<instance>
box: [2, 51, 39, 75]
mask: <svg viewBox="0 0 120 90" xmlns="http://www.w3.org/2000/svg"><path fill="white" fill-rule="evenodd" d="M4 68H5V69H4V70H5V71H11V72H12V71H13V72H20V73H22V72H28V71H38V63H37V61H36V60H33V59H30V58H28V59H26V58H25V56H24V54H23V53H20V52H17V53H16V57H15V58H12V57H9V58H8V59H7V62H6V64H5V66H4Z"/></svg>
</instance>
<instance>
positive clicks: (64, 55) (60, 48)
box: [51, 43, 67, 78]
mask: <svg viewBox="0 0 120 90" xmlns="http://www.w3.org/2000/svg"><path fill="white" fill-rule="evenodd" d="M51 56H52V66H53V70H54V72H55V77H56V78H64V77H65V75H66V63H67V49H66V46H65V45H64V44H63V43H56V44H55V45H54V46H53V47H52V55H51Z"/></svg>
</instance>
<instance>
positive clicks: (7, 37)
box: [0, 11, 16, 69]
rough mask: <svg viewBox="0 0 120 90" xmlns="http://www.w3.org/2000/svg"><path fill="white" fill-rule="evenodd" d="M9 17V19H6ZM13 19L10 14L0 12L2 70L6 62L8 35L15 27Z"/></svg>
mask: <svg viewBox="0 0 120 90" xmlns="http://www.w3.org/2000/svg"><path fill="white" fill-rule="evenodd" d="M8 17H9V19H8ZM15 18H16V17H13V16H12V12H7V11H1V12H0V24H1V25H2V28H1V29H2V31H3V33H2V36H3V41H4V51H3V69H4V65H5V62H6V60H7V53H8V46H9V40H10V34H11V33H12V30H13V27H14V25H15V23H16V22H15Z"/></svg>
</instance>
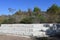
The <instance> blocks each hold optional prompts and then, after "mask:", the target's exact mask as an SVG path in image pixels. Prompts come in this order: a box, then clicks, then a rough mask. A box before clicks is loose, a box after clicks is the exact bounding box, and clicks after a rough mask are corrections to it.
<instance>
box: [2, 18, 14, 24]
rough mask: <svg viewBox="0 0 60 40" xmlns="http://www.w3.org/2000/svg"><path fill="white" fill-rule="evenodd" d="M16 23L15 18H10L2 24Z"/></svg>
mask: <svg viewBox="0 0 60 40" xmlns="http://www.w3.org/2000/svg"><path fill="white" fill-rule="evenodd" d="M12 23H15V19H14V18H9V19H5V20H4V21H3V22H2V24H12Z"/></svg>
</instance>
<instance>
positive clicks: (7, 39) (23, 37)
mask: <svg viewBox="0 0 60 40" xmlns="http://www.w3.org/2000/svg"><path fill="white" fill-rule="evenodd" d="M0 40H32V39H31V38H26V37H18V36H10V35H0Z"/></svg>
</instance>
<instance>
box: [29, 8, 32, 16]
mask: <svg viewBox="0 0 60 40" xmlns="http://www.w3.org/2000/svg"><path fill="white" fill-rule="evenodd" d="M28 15H29V16H31V15H32V10H31V9H30V8H29V9H28Z"/></svg>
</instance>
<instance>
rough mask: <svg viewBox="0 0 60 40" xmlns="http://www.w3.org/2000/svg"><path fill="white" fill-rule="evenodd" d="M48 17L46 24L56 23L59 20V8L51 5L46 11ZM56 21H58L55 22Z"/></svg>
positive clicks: (59, 13) (59, 8)
mask: <svg viewBox="0 0 60 40" xmlns="http://www.w3.org/2000/svg"><path fill="white" fill-rule="evenodd" d="M47 14H48V15H49V16H48V22H54V23H56V22H57V21H58V20H60V19H59V17H58V16H60V15H59V14H60V8H59V6H57V5H56V4H53V5H52V6H51V7H50V8H49V9H48V10H47ZM57 19H58V20H57Z"/></svg>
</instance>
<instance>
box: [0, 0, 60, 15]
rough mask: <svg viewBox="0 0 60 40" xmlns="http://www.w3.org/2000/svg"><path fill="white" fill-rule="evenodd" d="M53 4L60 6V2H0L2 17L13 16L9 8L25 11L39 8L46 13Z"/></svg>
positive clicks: (53, 0) (27, 1)
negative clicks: (22, 10)
mask: <svg viewBox="0 0 60 40" xmlns="http://www.w3.org/2000/svg"><path fill="white" fill-rule="evenodd" d="M52 4H57V5H58V6H60V0H0V15H3V14H6V15H7V14H12V13H9V12H8V8H13V9H16V10H19V9H21V10H23V11H25V10H27V9H28V8H31V9H33V8H34V7H35V6H37V7H39V8H40V9H41V10H42V11H46V10H47V9H48V8H49V7H50V6H51V5H52Z"/></svg>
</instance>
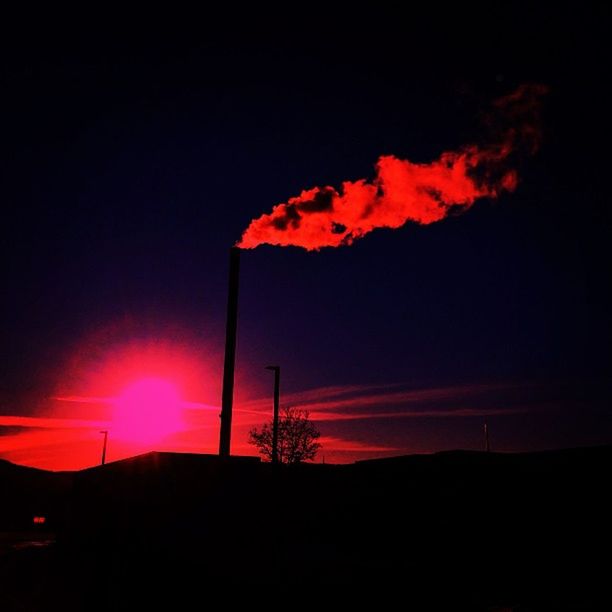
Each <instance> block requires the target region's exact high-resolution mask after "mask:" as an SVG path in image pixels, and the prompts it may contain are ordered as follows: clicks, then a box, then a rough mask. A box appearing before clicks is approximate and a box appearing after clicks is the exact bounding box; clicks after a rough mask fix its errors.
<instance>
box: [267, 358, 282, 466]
mask: <svg viewBox="0 0 612 612" xmlns="http://www.w3.org/2000/svg"><path fill="white" fill-rule="evenodd" d="M266 370H272V371H273V372H274V418H273V419H272V463H278V409H279V404H280V366H266Z"/></svg>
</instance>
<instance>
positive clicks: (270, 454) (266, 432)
mask: <svg viewBox="0 0 612 612" xmlns="http://www.w3.org/2000/svg"><path fill="white" fill-rule="evenodd" d="M309 416H310V415H309V412H308V411H307V410H303V409H301V408H291V407H285V408H282V409H281V415H280V420H279V423H278V460H279V462H280V463H301V462H302V461H308V460H309V459H314V458H315V456H316V454H317V451H318V450H319V448H321V445H320V444H319V442H318V441H317V440H318V439H319V438H320V436H321V433H320V432H319V430H318V429H317V428H316V427H315V425H314V424H313V422H312V421H311V420H310V418H309ZM249 443H250V444H253V445H254V446H256V447H257V450H258V451H259V453H260V454H261V455H263V456H264V457H265V458H266V459H270V460H271V459H272V423H271V422H270V423H265V424H264V425H263V426H262V427H261V429H258V428H256V427H254V428H253V429H251V431H249Z"/></svg>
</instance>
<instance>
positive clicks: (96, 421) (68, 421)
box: [0, 416, 110, 429]
mask: <svg viewBox="0 0 612 612" xmlns="http://www.w3.org/2000/svg"><path fill="white" fill-rule="evenodd" d="M108 426H110V421H93V420H88V419H61V418H52V417H26V416H0V427H23V428H34V429H96V428H100V427H108Z"/></svg>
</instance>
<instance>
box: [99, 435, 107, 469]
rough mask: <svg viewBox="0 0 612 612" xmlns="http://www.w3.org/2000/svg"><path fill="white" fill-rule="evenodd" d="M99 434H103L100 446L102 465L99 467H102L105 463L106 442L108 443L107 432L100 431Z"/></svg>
mask: <svg viewBox="0 0 612 612" xmlns="http://www.w3.org/2000/svg"><path fill="white" fill-rule="evenodd" d="M100 433H103V434H104V444H103V445H102V463H101V464H100V465H104V464H105V463H106V442H107V441H108V430H104V431H101V432H100Z"/></svg>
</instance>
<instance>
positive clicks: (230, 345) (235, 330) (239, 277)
mask: <svg viewBox="0 0 612 612" xmlns="http://www.w3.org/2000/svg"><path fill="white" fill-rule="evenodd" d="M239 280H240V249H239V248H238V247H232V248H231V249H230V269H229V287H228V292H227V322H226V325H225V362H224V364H223V396H222V398H221V431H220V433H219V456H220V457H229V456H230V442H231V437H232V407H233V405H234V366H235V361H236V332H237V330H238V281H239Z"/></svg>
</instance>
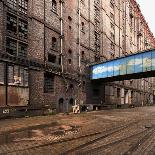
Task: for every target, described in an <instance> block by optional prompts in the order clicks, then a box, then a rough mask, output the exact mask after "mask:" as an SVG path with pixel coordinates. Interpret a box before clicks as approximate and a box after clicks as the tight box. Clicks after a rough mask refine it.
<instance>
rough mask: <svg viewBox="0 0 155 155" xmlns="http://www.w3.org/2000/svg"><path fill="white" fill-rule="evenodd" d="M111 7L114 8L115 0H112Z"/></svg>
mask: <svg viewBox="0 0 155 155" xmlns="http://www.w3.org/2000/svg"><path fill="white" fill-rule="evenodd" d="M110 7H111V8H112V9H114V1H113V0H110Z"/></svg>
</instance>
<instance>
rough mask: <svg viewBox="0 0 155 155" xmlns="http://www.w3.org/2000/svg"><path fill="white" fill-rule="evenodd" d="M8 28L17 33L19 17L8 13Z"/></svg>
mask: <svg viewBox="0 0 155 155" xmlns="http://www.w3.org/2000/svg"><path fill="white" fill-rule="evenodd" d="M7 30H8V31H11V32H13V33H15V34H16V33H17V18H16V17H15V16H13V15H11V14H7Z"/></svg>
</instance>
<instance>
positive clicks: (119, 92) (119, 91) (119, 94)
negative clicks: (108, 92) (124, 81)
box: [117, 88, 121, 97]
mask: <svg viewBox="0 0 155 155" xmlns="http://www.w3.org/2000/svg"><path fill="white" fill-rule="evenodd" d="M120 96H121V89H120V88H117V97H120Z"/></svg>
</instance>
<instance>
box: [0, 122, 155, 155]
mask: <svg viewBox="0 0 155 155" xmlns="http://www.w3.org/2000/svg"><path fill="white" fill-rule="evenodd" d="M148 120H153V119H145V120H144V119H141V120H138V121H134V122H130V123H127V124H125V125H121V126H117V127H115V128H112V129H109V130H105V131H98V132H94V133H90V134H85V135H81V136H78V137H73V138H65V139H62V140H59V141H55V142H53V141H51V142H48V143H45V142H38V143H36V144H35V145H32V146H30V147H25V148H24V147H23V148H22V149H15V150H9V151H3V152H1V153H0V155H5V154H13V153H19V154H20V152H24V151H28V150H35V149H40V148H44V147H47V146H53V145H55V144H61V143H66V142H71V141H72V142H73V143H74V142H75V141H78V140H79V141H82V140H86V142H84V143H82V144H81V145H79V146H77V147H74V148H71V149H69V150H67V151H65V152H63V153H61V155H71V154H80V155H82V154H83V155H86V154H92V153H93V152H94V154H93V155H95V154H97V155H98V152H99V151H101V152H102V150H104V149H106V148H108V147H110V146H113V145H116V144H119V143H121V142H123V141H127V140H128V139H132V138H133V137H136V136H141V135H142V136H141V138H140V140H139V141H137V142H136V143H134V144H133V145H132V146H131V147H130V148H129V149H128V150H127V151H126V152H124V154H123V155H129V154H132V153H133V152H134V151H135V150H136V149H137V147H139V145H140V144H142V143H143V142H144V141H145V140H146V139H148V138H149V137H150V136H151V135H152V134H153V133H154V132H155V127H154V126H153V127H151V128H146V129H145V130H143V131H141V132H137V133H134V134H131V135H129V136H126V137H122V138H118V139H116V140H115V141H111V142H109V143H108V144H103V143H102V145H100V146H98V145H97V144H96V146H95V145H94V144H95V143H98V142H99V141H101V142H102V140H105V139H106V138H108V137H112V136H113V135H114V134H118V133H121V132H123V131H124V130H127V131H128V128H130V127H131V126H135V125H137V124H139V123H140V124H141V123H144V121H148ZM127 131H126V132H127ZM143 135H145V136H143ZM91 145H93V147H91V149H88V147H89V146H91ZM85 148H87V149H86V150H85ZM81 150H82V152H81Z"/></svg>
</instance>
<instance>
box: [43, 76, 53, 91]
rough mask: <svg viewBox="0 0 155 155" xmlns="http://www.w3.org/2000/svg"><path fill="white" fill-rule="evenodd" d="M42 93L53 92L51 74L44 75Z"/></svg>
mask: <svg viewBox="0 0 155 155" xmlns="http://www.w3.org/2000/svg"><path fill="white" fill-rule="evenodd" d="M44 92H45V93H52V92H54V75H53V74H51V73H45V74H44Z"/></svg>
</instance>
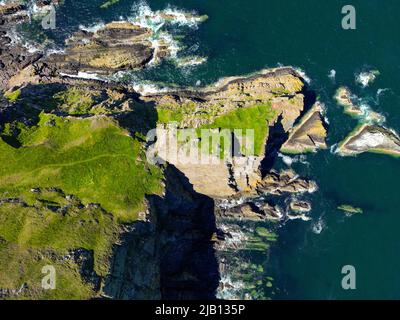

======

Task to carry out: Gather every line of the records that contains the string "positive", treating uppercase and lowercase as different.

Reply:
positive clicks: (64, 55) (60, 48)
positive clicks: (7, 37)
positive clicks: (7, 39) (23, 37)
positive clicks: (59, 13) (59, 8)
positive clicks: (53, 0) (27, 1)
positive clicks: (270, 454) (266, 432)
positive clicks: (96, 421) (68, 421)
positive clicks: (230, 345) (235, 330) (239, 277)
positive clicks: (119, 92) (119, 91) (119, 94)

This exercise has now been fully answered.